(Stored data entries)
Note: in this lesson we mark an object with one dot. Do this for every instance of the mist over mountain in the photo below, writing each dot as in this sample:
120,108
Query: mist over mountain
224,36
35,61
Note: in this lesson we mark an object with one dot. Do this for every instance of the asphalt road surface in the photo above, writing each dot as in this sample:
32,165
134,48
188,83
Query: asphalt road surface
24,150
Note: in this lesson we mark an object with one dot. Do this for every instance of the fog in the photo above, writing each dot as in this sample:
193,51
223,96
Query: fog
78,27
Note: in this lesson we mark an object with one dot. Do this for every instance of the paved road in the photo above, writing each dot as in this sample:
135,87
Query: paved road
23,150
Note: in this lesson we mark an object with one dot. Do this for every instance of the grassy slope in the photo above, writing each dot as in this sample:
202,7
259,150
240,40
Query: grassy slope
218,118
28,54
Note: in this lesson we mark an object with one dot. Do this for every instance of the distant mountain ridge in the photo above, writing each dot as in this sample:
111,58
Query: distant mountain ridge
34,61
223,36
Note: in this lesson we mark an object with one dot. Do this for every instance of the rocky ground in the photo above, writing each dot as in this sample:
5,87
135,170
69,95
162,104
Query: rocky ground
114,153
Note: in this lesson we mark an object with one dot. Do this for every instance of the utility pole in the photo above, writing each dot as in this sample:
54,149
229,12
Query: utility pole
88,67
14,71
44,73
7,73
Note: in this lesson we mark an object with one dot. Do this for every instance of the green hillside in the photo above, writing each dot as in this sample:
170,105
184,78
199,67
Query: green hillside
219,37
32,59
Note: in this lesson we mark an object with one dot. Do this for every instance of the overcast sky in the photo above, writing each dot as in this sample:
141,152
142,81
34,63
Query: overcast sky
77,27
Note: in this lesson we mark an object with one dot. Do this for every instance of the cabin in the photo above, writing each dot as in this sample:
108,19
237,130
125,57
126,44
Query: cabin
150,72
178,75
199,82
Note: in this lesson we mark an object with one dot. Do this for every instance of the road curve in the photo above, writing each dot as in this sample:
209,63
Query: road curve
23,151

→ **Set problem**
Return everything in the material from the line containing "of the road" down through the end, copied exactly.

→ **Complete output**
Note: in this lesson we mark an object with one dot. Do this for every instance of the road curve in the photo above, writing each dot as in this sample:
209,63
Query: road curve
23,151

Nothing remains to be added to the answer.